[DATA FOR THIS EXERCISE]:

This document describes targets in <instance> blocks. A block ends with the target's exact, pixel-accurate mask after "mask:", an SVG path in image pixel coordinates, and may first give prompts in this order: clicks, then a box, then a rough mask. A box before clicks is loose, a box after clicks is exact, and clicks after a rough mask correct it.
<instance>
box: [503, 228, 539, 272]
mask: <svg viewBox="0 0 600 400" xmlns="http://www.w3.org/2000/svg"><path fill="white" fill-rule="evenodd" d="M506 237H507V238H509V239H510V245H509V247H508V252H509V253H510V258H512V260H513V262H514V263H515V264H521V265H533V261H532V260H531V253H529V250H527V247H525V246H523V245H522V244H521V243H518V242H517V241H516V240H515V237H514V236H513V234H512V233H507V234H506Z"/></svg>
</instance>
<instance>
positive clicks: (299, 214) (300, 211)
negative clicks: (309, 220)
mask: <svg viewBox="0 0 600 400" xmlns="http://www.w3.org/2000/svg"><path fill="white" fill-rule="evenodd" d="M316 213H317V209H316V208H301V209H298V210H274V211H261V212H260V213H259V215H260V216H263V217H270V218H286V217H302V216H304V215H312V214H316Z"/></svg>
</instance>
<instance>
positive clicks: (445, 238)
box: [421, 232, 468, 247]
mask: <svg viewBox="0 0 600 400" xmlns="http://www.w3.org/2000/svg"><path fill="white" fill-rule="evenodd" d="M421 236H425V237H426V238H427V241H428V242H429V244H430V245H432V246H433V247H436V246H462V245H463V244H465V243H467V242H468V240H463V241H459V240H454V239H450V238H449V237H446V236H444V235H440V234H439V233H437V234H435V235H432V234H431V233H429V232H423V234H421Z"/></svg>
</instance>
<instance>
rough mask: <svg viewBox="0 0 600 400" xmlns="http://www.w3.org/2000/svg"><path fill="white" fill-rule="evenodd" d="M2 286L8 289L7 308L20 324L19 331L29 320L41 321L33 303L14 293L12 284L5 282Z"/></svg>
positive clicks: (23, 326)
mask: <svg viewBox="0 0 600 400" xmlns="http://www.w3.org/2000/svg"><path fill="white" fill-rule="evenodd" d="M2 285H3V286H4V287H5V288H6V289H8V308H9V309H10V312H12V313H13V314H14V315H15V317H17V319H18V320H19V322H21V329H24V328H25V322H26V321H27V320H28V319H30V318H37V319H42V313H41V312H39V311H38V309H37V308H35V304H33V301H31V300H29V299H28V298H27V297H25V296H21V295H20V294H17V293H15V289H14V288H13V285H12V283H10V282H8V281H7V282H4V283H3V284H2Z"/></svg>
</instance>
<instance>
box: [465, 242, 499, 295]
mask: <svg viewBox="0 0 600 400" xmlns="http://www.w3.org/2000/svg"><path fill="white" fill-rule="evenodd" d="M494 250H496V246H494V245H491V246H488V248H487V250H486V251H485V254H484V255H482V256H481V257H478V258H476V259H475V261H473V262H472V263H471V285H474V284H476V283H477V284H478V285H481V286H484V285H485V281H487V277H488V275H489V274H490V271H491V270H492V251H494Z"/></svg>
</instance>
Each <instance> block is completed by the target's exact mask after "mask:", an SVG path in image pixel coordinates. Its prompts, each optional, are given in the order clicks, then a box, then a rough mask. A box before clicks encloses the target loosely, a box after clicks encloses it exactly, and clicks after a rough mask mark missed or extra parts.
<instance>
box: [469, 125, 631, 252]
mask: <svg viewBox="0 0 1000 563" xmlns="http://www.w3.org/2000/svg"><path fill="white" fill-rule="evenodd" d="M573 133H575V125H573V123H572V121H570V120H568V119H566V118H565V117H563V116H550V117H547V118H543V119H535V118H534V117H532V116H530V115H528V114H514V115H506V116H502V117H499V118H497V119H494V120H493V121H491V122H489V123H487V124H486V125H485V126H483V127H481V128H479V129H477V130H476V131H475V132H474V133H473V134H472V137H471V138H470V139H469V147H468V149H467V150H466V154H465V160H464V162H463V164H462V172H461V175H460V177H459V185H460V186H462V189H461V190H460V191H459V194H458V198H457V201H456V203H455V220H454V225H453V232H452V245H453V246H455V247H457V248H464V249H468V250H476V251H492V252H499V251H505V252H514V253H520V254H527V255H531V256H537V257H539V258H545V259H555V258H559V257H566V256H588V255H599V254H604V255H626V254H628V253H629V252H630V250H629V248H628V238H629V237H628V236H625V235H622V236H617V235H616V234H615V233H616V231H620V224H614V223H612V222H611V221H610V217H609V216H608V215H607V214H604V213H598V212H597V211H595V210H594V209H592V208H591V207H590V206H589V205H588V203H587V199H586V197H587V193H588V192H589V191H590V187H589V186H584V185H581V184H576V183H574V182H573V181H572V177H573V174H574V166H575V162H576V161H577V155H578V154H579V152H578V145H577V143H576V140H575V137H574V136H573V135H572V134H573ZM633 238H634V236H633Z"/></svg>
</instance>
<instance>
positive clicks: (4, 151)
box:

[INSTRUCTIONS TO FOLLOW]:
Print the records once more, exactly as they were given.

[REPLY]:
This document describes targets in <instance> blocks. A block ends with the target's exact, pixel-accurate mask after "mask:", an SVG path in image pixel coordinates, and may first give prompts in this order: clicks, then a box, then a rough mask. A box before clicks is loose, a box after clicks is exact, and clicks after a rough mask correct it.
<instance>
box: [503, 228, 539, 272]
mask: <svg viewBox="0 0 600 400" xmlns="http://www.w3.org/2000/svg"><path fill="white" fill-rule="evenodd" d="M506 237H507V238H509V239H510V245H509V247H508V252H509V253H510V258H512V260H513V262H514V263H515V264H521V265H533V261H532V260H531V253H529V250H527V247H525V246H523V245H522V244H521V243H518V242H517V241H516V240H515V237H514V236H513V234H512V233H507V234H506Z"/></svg>
</instance>
<instance>
positive clicks: (299, 214) (300, 211)
negative clicks: (309, 220)
mask: <svg viewBox="0 0 600 400" xmlns="http://www.w3.org/2000/svg"><path fill="white" fill-rule="evenodd" d="M316 213H317V209H316V208H301V209H298V210H274V211H261V212H260V213H259V215H260V216H263V217H270V218H286V217H302V216H304V215H312V214H316Z"/></svg>
</instance>
<instance>
positive clicks: (445, 238)
box: [421, 232, 468, 247]
mask: <svg viewBox="0 0 600 400" xmlns="http://www.w3.org/2000/svg"><path fill="white" fill-rule="evenodd" d="M421 236H425V237H426V238H427V241H428V242H429V244H430V245H432V246H433V247H436V246H462V245H463V244H465V243H467V242H468V240H463V241H459V240H454V239H450V238H449V237H446V236H444V235H440V234H439V233H437V234H435V235H432V234H431V233H429V232H423V234H421Z"/></svg>
</instance>
<instance>
rough mask: <svg viewBox="0 0 600 400" xmlns="http://www.w3.org/2000/svg"><path fill="white" fill-rule="evenodd" d="M2 286L8 289L7 308L20 324L19 331L29 320L41 321L33 303L14 293L12 284L5 282Z"/></svg>
positive clicks: (23, 326)
mask: <svg viewBox="0 0 600 400" xmlns="http://www.w3.org/2000/svg"><path fill="white" fill-rule="evenodd" d="M2 285H3V286H4V287H5V288H6V289H8V308H9V309H10V312H12V313H13V314H14V315H15V317H17V319H18V320H19V322H21V329H24V328H25V322H26V321H27V320H28V319H30V318H37V319H42V313H41V312H39V311H38V309H37V308H35V304H33V301H31V300H29V299H28V298H27V297H25V296H21V295H20V294H17V293H15V289H14V288H13V285H12V283H10V282H8V281H7V282H4V283H3V284H2Z"/></svg>
</instance>
<instance>
box: [465, 242, 499, 295]
mask: <svg viewBox="0 0 600 400" xmlns="http://www.w3.org/2000/svg"><path fill="white" fill-rule="evenodd" d="M494 250H496V246H494V245H491V246H488V248H487V250H486V251H485V254H484V255H482V256H481V257H478V258H476V259H475V261H473V262H472V263H471V285H474V284H476V283H477V284H478V285H481V286H484V285H485V281H487V277H488V275H489V274H490V271H491V270H492V251H494Z"/></svg>
</instance>
Each <instance> block is completed by the target's exact mask after "mask:", an SVG path in image pixel coordinates. Its prompts, each optional, are given in the order clicks, then a box, then a rough mask. A box before clicks encloses the target loosely, a box after clicks encloses it exactly, and clicks after a rough mask mark missed or extra parts.
<instance>
box: [469, 125, 631, 252]
mask: <svg viewBox="0 0 1000 563" xmlns="http://www.w3.org/2000/svg"><path fill="white" fill-rule="evenodd" d="M573 133H575V125H573V123H572V121H570V120H568V119H566V118H565V117H563V116H550V117H547V118H543V119H535V118H534V117H532V116H530V115H528V114H514V115H506V116H502V117H499V118H497V119H494V120H493V121H491V122H489V123H487V124H486V125H485V126H483V127H481V128H479V129H477V130H476V131H475V132H474V133H473V134H472V137H471V138H470V139H469V147H468V149H467V150H466V154H465V160H464V162H463V164H462V172H461V175H460V177H459V185H460V186H462V189H461V190H460V191H459V194H458V198H457V201H456V203H455V220H454V225H453V232H452V245H453V246H455V247H457V248H464V249H468V250H476V251H492V252H499V251H505V252H514V253H520V254H527V255H531V256H537V257H539V258H545V259H555V258H559V257H566V256H588V255H599V254H604V255H626V254H628V253H629V252H630V250H629V248H628V238H629V237H628V236H625V235H622V236H617V235H616V234H615V233H616V231H620V224H614V223H612V222H611V221H610V217H609V216H608V215H607V214H604V213H598V212H597V211H595V210H594V209H592V208H591V207H590V206H589V205H588V203H587V199H586V197H587V193H588V192H589V191H590V187H589V186H584V185H581V184H576V183H574V182H573V181H572V177H573V174H574V166H575V162H576V161H577V155H578V154H579V152H578V145H577V143H576V140H575V137H574V136H573V135H572V134H573ZM633 238H634V236H633Z"/></svg>
</instance>
<instance>
positive clicks: (4, 151)
box:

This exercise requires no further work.